- TRECHO DO TEXTO
▽

Um instrumento legal que possibilita a efetividade do princípio da preservação da empresa é a recuperação extrajudicial, disposto nos arts. 161 a 167 da Lei n. 11.101/2005. Por meio desse instituto, um empresário devedor que se encontre incapacitado financeiramente ou em crise tem a possibilidade de efetuar um acordo com seus credores visando o reestabelecimento econômico-financeiro e impedir que haja falência. O acordo é voltado ao atendimento de interesses creditícios, por oferecer-lhes, mediante a apresentação de uma proposta, um modo de composição do conflito para pagamento do quantum que lhes é devido (DINIZ, 2009, p. 657).

△

- INSTRUÇÕES
A - No trecho sobre a recuperação extrajudicial, comece em "Um instrumento legal" e pare depois de "2009, p. 657).", substituindo "credores" por "fornecedores".
B - Segundo o trecho sobre a recuperação extrajudicial, em quais artigos da Lei n. 11.101/2005 esse instituto está disposto?

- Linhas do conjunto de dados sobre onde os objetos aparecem
▽

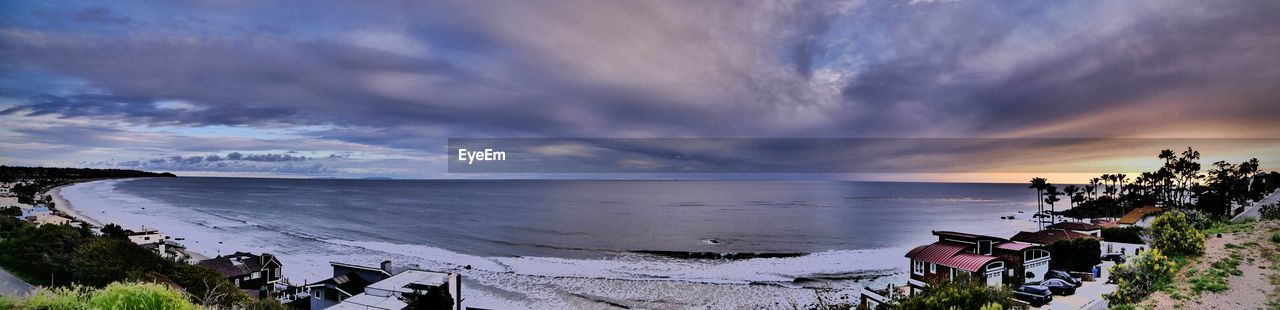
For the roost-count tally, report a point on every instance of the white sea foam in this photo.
(641, 281)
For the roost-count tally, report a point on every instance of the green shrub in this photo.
(1147, 273)
(1123, 235)
(123, 296)
(1270, 212)
(961, 291)
(138, 296)
(1198, 219)
(1173, 235)
(1075, 255)
(58, 299)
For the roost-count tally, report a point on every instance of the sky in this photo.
(376, 89)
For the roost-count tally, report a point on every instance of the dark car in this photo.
(1034, 295)
(1064, 276)
(1059, 287)
(1116, 258)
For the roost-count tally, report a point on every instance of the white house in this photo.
(146, 237)
(385, 293)
(1141, 217)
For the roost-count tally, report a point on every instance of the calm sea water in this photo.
(525, 236)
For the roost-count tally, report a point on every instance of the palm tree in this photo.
(1070, 194)
(1050, 197)
(1093, 185)
(1121, 178)
(1040, 185)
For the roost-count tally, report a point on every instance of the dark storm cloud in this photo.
(406, 76)
(232, 162)
(1077, 71)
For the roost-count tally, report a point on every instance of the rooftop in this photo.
(1048, 236)
(1137, 214)
(237, 264)
(1074, 226)
(950, 254)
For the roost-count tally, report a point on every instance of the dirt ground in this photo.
(1255, 288)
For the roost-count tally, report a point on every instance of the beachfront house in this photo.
(1079, 227)
(1048, 236)
(992, 260)
(393, 291)
(257, 274)
(146, 237)
(1141, 217)
(347, 281)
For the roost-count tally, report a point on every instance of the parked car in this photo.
(1116, 258)
(1034, 295)
(1059, 287)
(1064, 276)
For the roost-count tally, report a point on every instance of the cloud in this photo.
(398, 78)
(232, 162)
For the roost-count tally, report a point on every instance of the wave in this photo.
(630, 278)
(720, 255)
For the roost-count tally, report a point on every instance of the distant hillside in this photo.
(13, 173)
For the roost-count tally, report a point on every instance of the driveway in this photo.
(1087, 296)
(13, 286)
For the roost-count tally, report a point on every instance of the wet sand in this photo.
(67, 208)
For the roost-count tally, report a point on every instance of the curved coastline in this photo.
(65, 206)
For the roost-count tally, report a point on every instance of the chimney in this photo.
(456, 290)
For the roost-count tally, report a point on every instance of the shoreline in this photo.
(65, 206)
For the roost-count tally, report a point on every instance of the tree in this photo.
(1175, 236)
(1051, 197)
(104, 260)
(1040, 185)
(1072, 194)
(1074, 255)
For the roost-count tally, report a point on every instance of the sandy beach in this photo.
(67, 208)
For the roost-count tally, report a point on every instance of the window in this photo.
(995, 265)
(1034, 254)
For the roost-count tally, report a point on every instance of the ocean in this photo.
(575, 244)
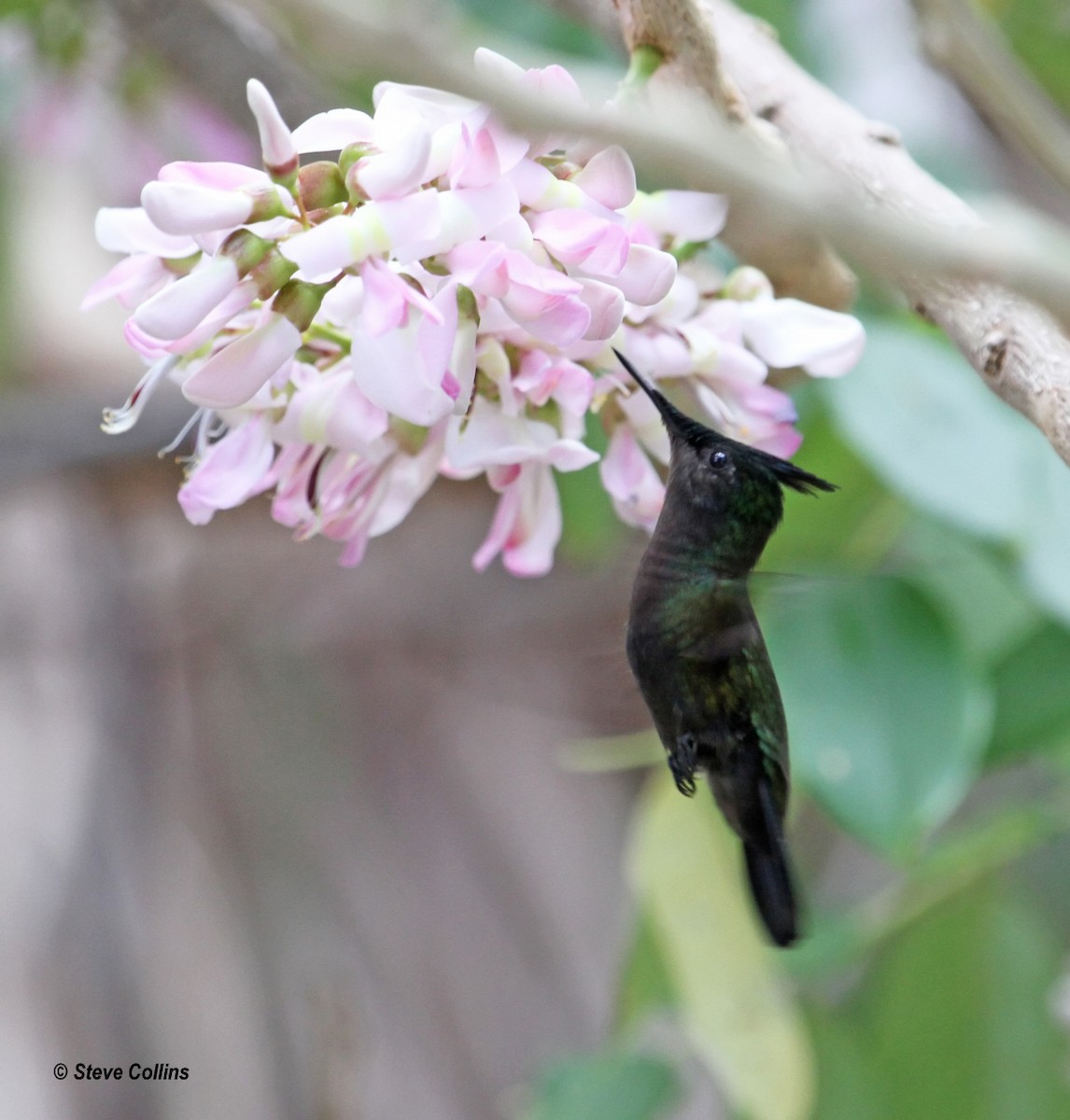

△

- RESPOSTAS
A -
Um instrumento legal que possibilita a efetividade do princípio da preservação da empresa é a recuperação extrajudicial, disposto nos arts. 161 a 167 da Lei n. 11.101/2005. Por meio desse instituto, um empresário devedor que se encontre incapacitado financeiramente ou em crise tem a possibilidade de efetuar um acordo com seus fornecedores visando o reestabelecimento econômico-financeiro e impedir que haja falência. O acordo é voltado ao atendimento de interesses creditícios, por oferecer-lhes, mediante a apresentação de uma proposta, um modo de composição do conflito para pagamento do quantum que lhes é devido (DINIZ, 2009, p. 657).

B - Nos arts. 161 a 167.